GIVEN PASSAGE
# Airbnb Host Segmentation & Superhost Prediction: End-to-End Pipeline

This notebook demonstrates the full workflow: data loading, preprocessing, clustering, superhost prediction, and feature analysis.

In [None]:
# Imports and utility setup
import sys
sys.path.append('../src')
import pandas as pd
from data_utils import load_data, clean_data, scale_features
from segmentation import run_kmeans
from superhost_prediction import train_superhost_classifier, get_feature_importance
from visualization import plot_feature_importance, plot_cluster_summary

## 1. Load and Preprocess Data

In [None]:
# Load data (update path as needed)
data = load_data('../data/processed_data_before_split.csv')

# Clean data
data = clean_data(data)

## 2. Market Segmentation (Clustering)

In [None]:
# Select features for clustering
segmentation_features = [
    'numReviews_pastYear', 'rating_ave_pastYear', 'Nightly Rate',
    'available_days', 'booked_days', 'booked_days_avePrice', 'available_days_aveListedPrice'
]

# Scale features
data_scaled, scaler = scale_features(data, segmentation_features)

# Run KMeans clustering
clustered_data, kmeans = run_kmeans(data_scaled, segmentation_features, n_clusters=6)

# View cluster counts
print(clustered_data['Cluster'].value_counts())

## 3. Superhost Prediction

In [None]:
# Define features and target for prediction
features = [
    'rating_ave_pastYear', 'numReviews_pastYear', 'numCancel_pastYear',
    'Nightly Rate', 'available_days', 'booked_days',
    'available_days_aveListedPrice', 'booked_days_avePrice',
    'tract_superhosts_ratio', 'tract_price_variance'
]
target = 'host_is_superhost_in_period'

# Drop rows with missing target
model_data = clustered_data[features + [target]].dropna()
X = model_data[features]
y = model_data[target]

# Train classifier
model = train_superhost_classifier(X, y, model_type='xgb')

# Feature importance
importances = get_feature_importance(model, features)
plot_feature_importance(importances, top_n=10, title="Global Feature Importances")

DATA SECTION
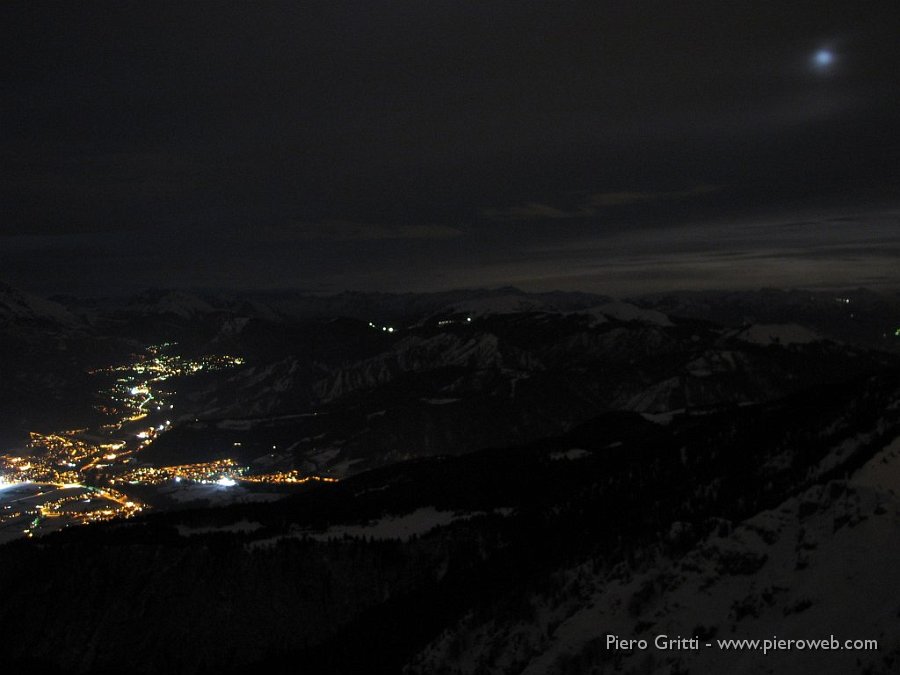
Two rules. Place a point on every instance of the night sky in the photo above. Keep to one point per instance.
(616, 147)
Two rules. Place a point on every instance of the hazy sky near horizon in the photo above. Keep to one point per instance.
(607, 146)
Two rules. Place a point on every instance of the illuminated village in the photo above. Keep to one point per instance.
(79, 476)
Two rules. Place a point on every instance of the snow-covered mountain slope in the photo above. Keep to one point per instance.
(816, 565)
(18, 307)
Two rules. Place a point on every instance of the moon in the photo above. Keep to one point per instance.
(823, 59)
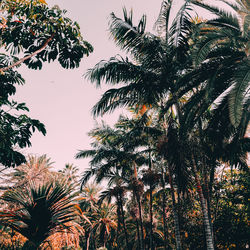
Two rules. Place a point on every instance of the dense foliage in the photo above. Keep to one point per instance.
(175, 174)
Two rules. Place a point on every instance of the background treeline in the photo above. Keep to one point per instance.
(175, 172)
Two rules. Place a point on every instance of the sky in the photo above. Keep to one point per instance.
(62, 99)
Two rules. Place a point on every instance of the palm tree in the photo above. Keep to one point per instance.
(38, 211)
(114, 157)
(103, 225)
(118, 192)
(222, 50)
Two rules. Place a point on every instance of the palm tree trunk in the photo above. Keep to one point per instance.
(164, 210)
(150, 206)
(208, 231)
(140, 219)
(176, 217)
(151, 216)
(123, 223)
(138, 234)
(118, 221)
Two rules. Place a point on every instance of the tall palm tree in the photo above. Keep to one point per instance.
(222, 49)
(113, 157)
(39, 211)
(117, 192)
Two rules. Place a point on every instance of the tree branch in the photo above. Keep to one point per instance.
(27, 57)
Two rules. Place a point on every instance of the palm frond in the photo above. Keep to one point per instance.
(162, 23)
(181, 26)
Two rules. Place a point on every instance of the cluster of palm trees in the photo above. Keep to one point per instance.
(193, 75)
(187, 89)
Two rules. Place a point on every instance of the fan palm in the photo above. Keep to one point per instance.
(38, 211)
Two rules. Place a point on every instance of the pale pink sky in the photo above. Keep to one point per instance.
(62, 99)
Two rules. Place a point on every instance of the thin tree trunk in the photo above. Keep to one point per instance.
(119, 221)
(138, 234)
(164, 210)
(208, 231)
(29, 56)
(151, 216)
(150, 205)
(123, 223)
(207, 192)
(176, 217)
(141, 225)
...
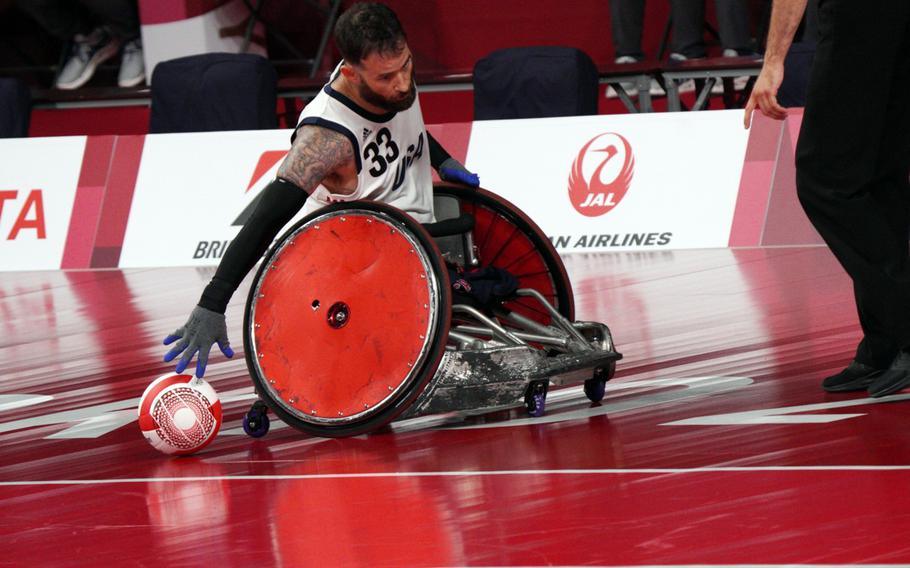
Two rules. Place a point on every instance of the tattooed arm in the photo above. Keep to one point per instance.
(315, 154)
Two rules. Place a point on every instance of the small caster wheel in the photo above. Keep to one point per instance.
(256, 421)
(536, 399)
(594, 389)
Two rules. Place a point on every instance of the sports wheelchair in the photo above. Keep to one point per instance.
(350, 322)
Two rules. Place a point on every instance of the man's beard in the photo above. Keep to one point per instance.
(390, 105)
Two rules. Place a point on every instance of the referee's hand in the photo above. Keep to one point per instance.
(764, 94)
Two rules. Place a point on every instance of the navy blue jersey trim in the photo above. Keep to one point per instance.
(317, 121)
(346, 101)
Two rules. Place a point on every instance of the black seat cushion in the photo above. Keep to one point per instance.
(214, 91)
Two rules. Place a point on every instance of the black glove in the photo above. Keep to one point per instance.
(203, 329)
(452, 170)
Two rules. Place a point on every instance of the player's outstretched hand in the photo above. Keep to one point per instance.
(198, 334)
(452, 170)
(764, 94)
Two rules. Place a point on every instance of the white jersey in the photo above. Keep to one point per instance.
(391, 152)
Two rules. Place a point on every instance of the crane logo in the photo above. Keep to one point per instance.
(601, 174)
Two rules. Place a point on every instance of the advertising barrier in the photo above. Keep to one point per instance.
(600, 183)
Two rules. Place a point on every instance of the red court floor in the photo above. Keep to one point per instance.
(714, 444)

EXERCISE GOAL
In the Airbnb notebook above, which features are in the superhost prediction list but not in the clustering list?

RESULT FOR THIS TASK
- numCancel_pastYear
- tract_superhosts_ratio
- tract_price_variance